- _Goal of the exercise_
Rewrite every line of the records below with each pixel coordinate in the answers increased by 106, leaving the sample coordinates in the format lines unchanged. Leave out the picture lines.

Begin Input data

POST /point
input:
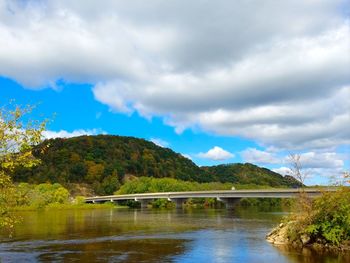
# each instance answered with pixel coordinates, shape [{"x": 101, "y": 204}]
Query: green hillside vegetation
[
  {"x": 153, "y": 185},
  {"x": 249, "y": 174},
  {"x": 105, "y": 161}
]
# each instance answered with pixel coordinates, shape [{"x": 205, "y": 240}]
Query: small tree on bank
[
  {"x": 296, "y": 168},
  {"x": 17, "y": 137}
]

End Input data

- _Solution to the exercise_
POST /point
input:
# each instance answered with pixel coordinates, shape [{"x": 101, "y": 204}]
Query: green hillside vegetation
[
  {"x": 259, "y": 291},
  {"x": 355, "y": 280},
  {"x": 211, "y": 267}
]
# each instance answered with pixel coordinates, shape [{"x": 205, "y": 240}]
Query: small tree on bank
[
  {"x": 402, "y": 274},
  {"x": 123, "y": 243}
]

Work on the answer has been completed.